-- START OF DATASET --

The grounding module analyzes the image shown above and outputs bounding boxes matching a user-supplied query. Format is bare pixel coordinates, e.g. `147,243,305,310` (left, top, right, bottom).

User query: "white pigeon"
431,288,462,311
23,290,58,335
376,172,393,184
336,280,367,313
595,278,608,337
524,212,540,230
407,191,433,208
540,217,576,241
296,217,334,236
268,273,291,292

-- END OF DATASET --

**EXERCISE DESCRIPTION**
Copy these lines back word for word.

**ANSWER IN FULL**
The grounding module analyzes the image shown above and outputs bounding boxes matching a user-supplied query. Format is bare pixel coordinates, e.g. `147,243,305,310` (left, top, right, bottom).

User query: "white pigeon"
431,288,462,311
23,290,58,335
376,172,393,184
336,280,367,313
595,278,608,337
524,212,540,230
407,191,433,208
540,217,576,241
296,217,334,236
268,273,291,292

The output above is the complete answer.